Render the lines from the start of the records through the line that contains "245), (62, 242)]]" as a JSON list of strings, one string per line, with blank lines and pictures left out.

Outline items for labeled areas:
----

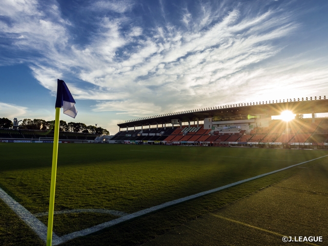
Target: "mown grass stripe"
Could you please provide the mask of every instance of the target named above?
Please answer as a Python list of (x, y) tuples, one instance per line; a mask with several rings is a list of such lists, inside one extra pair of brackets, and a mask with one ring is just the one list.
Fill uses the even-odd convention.
[[(97, 213), (100, 214), (107, 214), (115, 215), (116, 216), (124, 216), (128, 215), (129, 214), (124, 212), (117, 211), (116, 210), (111, 210), (109, 209), (71, 209), (69, 210), (61, 210), (60, 211), (54, 211), (54, 215), (63, 214), (77, 214), (78, 213)], [(40, 217), (48, 215), (48, 212), (44, 213), (38, 213), (34, 214), (34, 216)]]
[[(14, 200), (0, 188), (0, 198), (7, 204), (14, 212), (18, 215), (35, 233), (45, 241), (47, 242), (47, 227), (25, 208)], [(60, 238), (54, 233), (52, 233), (53, 243), (56, 245), (62, 242)]]
[[(287, 236), (285, 235), (282, 235), (282, 234), (280, 234), (280, 233), (278, 233), (277, 232), (273, 232), (272, 231), (269, 231), (269, 230), (266, 230), (266, 229), (264, 229), (263, 228), (261, 228), (260, 227), (255, 227), (254, 225), (252, 225), (251, 224), (247, 224), (246, 223), (244, 223), (243, 222), (241, 221), (238, 221), (238, 220), (235, 220), (234, 219), (230, 219), (229, 218), (227, 218), (225, 217), (223, 217), (223, 216), (221, 216), (221, 215), (219, 215), (218, 214), (211, 214), (213, 216), (215, 216), (215, 217), (217, 217), (218, 218), (220, 218), (221, 219), (225, 219), (225, 220), (228, 220), (228, 221), (230, 221), (230, 222), (233, 222), (234, 223), (237, 223), (238, 224), (241, 224), (242, 225), (244, 225), (245, 227), (250, 227), (251, 228), (253, 228), (254, 229), (256, 229), (256, 230), (259, 230), (260, 231), (262, 231), (263, 232), (268, 232), (269, 233), (271, 233), (272, 234), (274, 234), (274, 235), (276, 235), (277, 236), (279, 236), (280, 237), (281, 237), (281, 239), (282, 239), (282, 237), (286, 237), (287, 238), (289, 238), (289, 236)], [(315, 244), (314, 243), (312, 243), (311, 242), (303, 242), (308, 244), (310, 244), (310, 245), (313, 245), (314, 246), (319, 246), (318, 244)]]
[[(307, 160), (306, 161), (303, 161), (302, 162), (300, 162), (297, 164), (295, 164), (294, 165), (290, 166), (289, 167), (286, 167), (284, 168), (282, 168), (276, 171), (273, 171), (272, 172), (270, 172), (269, 173), (264, 173), (263, 174), (260, 174), (259, 175), (256, 176), (255, 177), (247, 178), (246, 179), (243, 179), (242, 180), (238, 181), (237, 182), (235, 182), (234, 183), (230, 183), (229, 184), (227, 184), (225, 186), (221, 186), (221, 187), (218, 187), (217, 188), (213, 189), (212, 190), (210, 190), (207, 191), (204, 191), (202, 192), (200, 192), (194, 195), (192, 195), (191, 196), (186, 196), (185, 197), (183, 197), (182, 198), (177, 199), (176, 200), (174, 200), (173, 201), (169, 201), (167, 202), (165, 202), (164, 203), (162, 203), (159, 205), (157, 205), (156, 206), (152, 207), (151, 208), (149, 208), (148, 209), (144, 209), (142, 210), (140, 210), (139, 211), (136, 212), (135, 213), (133, 213), (130, 214), (128, 215), (126, 215), (125, 216), (121, 217), (120, 218), (118, 218), (115, 219), (113, 219), (110, 221), (105, 222), (104, 223), (98, 224), (97, 225), (95, 225), (94, 227), (90, 227), (90, 228), (88, 228), (87, 229), (83, 230), (81, 231), (78, 231), (77, 232), (73, 232), (72, 233), (70, 233), (69, 234), (60, 237), (60, 239), (61, 242), (66, 242), (68, 241), (69, 240), (71, 240), (74, 238), (75, 238), (78, 237), (86, 236), (87, 235), (93, 233), (94, 232), (97, 232), (101, 230), (102, 230), (105, 228), (107, 228), (108, 227), (110, 227), (111, 226), (114, 225), (115, 224), (117, 224), (119, 223), (121, 223), (124, 221), (126, 221), (127, 220), (130, 220), (131, 219), (133, 219), (136, 218), (137, 217), (141, 216), (142, 215), (145, 215), (146, 214), (149, 214), (150, 213), (152, 213), (153, 212), (155, 212), (157, 210), (159, 210), (161, 209), (163, 209), (165, 208), (171, 206), (172, 205), (175, 205), (176, 204), (183, 202), (184, 201), (188, 201), (189, 200), (191, 200), (192, 199), (194, 199), (197, 197), (199, 197), (200, 196), (204, 196), (205, 195), (207, 195), (210, 193), (212, 193), (213, 192), (216, 192), (217, 191), (219, 191), (222, 190), (224, 190), (225, 189), (232, 187), (233, 186), (235, 186), (238, 184), (240, 184), (242, 183), (244, 183), (245, 182), (248, 182), (249, 181), (253, 180), (254, 179), (256, 179), (259, 178), (261, 178), (267, 175), (269, 175), (270, 174), (273, 174), (274, 173), (277, 173), (278, 172), (281, 172), (282, 171), (285, 170), (286, 169), (299, 166), (301, 165), (302, 164), (304, 164), (305, 163), (309, 162), (310, 161), (313, 161), (315, 160), (317, 160), (318, 159), (320, 159), (321, 158), (323, 158), (325, 157), (328, 156), (328, 155), (324, 155), (323, 156), (321, 156), (320, 157), (316, 158), (315, 159), (312, 159), (310, 160)], [(53, 245), (57, 245), (57, 244), (54, 243)]]

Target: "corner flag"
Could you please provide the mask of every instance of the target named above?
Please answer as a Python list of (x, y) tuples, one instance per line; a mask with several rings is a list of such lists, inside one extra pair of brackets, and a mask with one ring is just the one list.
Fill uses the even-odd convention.
[(75, 118), (77, 114), (75, 101), (64, 80), (57, 79), (57, 98), (55, 108), (63, 108), (63, 113)]
[(59, 116), (60, 108), (63, 108), (64, 113), (75, 118), (77, 111), (74, 105), (75, 101), (64, 80), (57, 80), (57, 98), (56, 98), (56, 117), (55, 129), (53, 134), (53, 149), (52, 151), (52, 167), (51, 168), (51, 182), (50, 184), (50, 197), (49, 213), (48, 217), (47, 232), (47, 246), (51, 246), (52, 242), (52, 228), (53, 225), (53, 212), (55, 206), (55, 188), (57, 173), (57, 157), (58, 155), (58, 141), (59, 136)]

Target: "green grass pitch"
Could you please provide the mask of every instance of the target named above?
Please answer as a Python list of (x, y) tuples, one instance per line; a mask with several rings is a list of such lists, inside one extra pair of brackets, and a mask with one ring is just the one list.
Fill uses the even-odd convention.
[[(32, 214), (48, 212), (52, 144), (0, 143), (0, 187)], [(124, 145), (60, 144), (55, 211), (131, 213), (325, 155), (324, 151)], [(304, 165), (313, 165), (309, 162)], [(164, 209), (64, 245), (133, 245), (217, 209), (299, 171), (293, 168)], [(0, 244), (43, 245), (0, 200)], [(116, 218), (55, 215), (61, 236)], [(39, 219), (46, 224), (47, 216)], [(10, 220), (10, 221), (8, 220)], [(2, 222), (1, 222), (2, 221)]]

----

◆ **THE RESPONSE**:
[
  "Target: \"mown grass stripe\"",
  "Could you please provide the mask of every instance of the target named above?",
  "Please answer as a Python list of (x, y) tuples, one instance per line; a mask with several rings is a list of such lists, inside one extra pair of brackets, and a mask with one ring is just the one list.",
  "Fill uses the even-odd convention.",
  "[[(97, 213), (100, 214), (107, 214), (115, 215), (116, 216), (124, 216), (128, 215), (129, 214), (124, 212), (117, 211), (116, 210), (111, 210), (109, 209), (71, 209), (69, 210), (61, 210), (60, 211), (54, 211), (54, 215), (63, 214), (77, 214), (78, 213)], [(40, 217), (48, 215), (48, 212), (44, 213), (38, 213), (34, 214), (34, 216)]]",
  "[[(14, 200), (0, 188), (0, 198), (7, 204), (14, 212), (18, 215), (35, 233), (45, 241), (47, 242), (47, 227), (25, 208)], [(60, 238), (54, 233), (52, 233), (53, 243), (56, 245), (62, 242)]]"
]